Treść zadania 1:
Jaką część rocznego budżetu świetlicy pokrywał system dotacji i konkursów według fragmentu strony?

Fragment strony:
Świetlica podwórkowa 2011

 
Pomorska nie śpi, Pomorska czuwa
Żeby zrozumieć fenomen miejsc podobnych Świetlicy Podwórkowej, najczęściej na własnej skórze trzeba poczuć klimat, w jakim działają. Na Pomorską trafiłem nie z wyboru, a skuszony ceną wynajmowanego mieszkania. Co dziwne, nie ma w Łodzi tańszych mieszkań niż te w ścisłym centrum. Po kilkunastu miesiącach spędzonych w sercu miasta wiem, że moi dawni sąsiedzi ze Śródmieścia są takim samym problemem jakim kapitałem. Problemem dla miasta, administracji. Kapitałem dla wolontariuszy, społeczników czy osób coraz częściej zakochanych w prawdziwej tkance miejskiej.

To właśnie z nimi Janek dogadywał się, tworząc dla swoich podopiecznych oazę, w której na początku wspólnie gotowali, uczyli się i bawili. Wszystko to na mniej niż jednym – za to kolorowym – metrze kwadratowym przypadającym na osobę. Z braku przestrzeni podopieczni świetlicy wyleczyli się dość szybko, przejmując przylegający do budynku skwer. Wyjątkowym miejscem spotkań stał się trzepak. Poza kilkoma przypadkami raczej złośliwości niż wrogości ze strony sąsiadów nowi lokatorzy zostali zaakceptowani. Tylko kwiatki Janka nie polubiły. Stojące na parapetach wewnątrz pomieszczeń po pierwszych przymrozkach powiędły.

Dopiero po wyprowadzce z Pomorskiej slogan o niespaniu i czuwaniu, autorstwa ewidentnie kibiców łódzkiego Widzewa, który podziwiałem przynajmniej kilka razy na dzień, przypisałem Jankowi i jego zespołowi. Problem można próbować przespać, ale oni działali, a raczej czuwali. Bo na rzeczywiste działanie nie udało im się zgromadzić środków. Konstrukcja systemu dotacji i konkursów pokrywała jedynie 10% rocznego budżetu świetlicy.

Treść zadania 2:
Zbierz wszystkie wiersze, w których występuje słowo „road”. Wielkość liter ma znaczenie.

(Wiersze ze źródła danych)
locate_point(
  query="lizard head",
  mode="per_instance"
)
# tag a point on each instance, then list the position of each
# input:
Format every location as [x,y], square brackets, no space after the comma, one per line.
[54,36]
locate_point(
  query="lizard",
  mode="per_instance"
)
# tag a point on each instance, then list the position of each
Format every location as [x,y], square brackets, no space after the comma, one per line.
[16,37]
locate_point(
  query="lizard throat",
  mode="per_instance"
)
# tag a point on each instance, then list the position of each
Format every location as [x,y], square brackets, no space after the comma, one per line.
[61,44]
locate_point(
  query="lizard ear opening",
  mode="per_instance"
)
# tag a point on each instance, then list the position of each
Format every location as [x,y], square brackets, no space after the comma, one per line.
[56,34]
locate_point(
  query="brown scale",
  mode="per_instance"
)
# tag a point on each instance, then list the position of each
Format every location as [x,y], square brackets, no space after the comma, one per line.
--
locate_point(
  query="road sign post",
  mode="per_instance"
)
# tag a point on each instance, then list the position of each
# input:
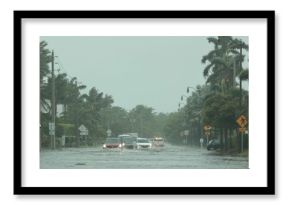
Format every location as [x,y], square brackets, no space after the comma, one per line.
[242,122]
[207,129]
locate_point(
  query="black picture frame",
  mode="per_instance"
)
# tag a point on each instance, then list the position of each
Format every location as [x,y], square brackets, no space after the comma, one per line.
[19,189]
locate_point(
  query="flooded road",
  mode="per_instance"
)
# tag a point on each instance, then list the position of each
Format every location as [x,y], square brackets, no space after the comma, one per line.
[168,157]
* * *
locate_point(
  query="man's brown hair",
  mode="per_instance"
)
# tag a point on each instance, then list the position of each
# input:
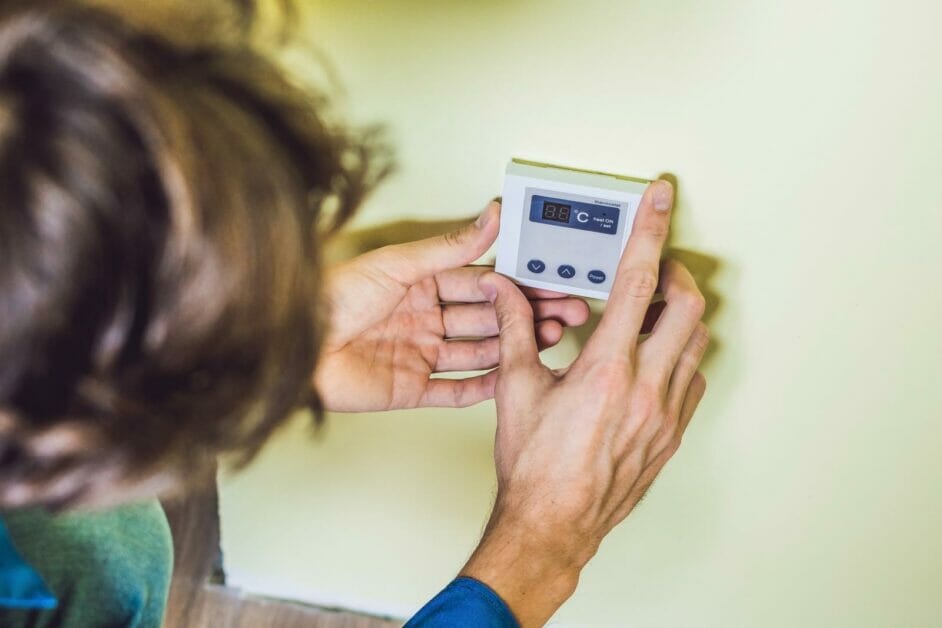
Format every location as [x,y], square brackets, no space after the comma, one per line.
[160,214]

Poprawna odpowiedź 1:
Jedynie 10% rocznego budżetu.

Poprawna odpowiedź 2:
  query="road sign post",
  query="flooded road",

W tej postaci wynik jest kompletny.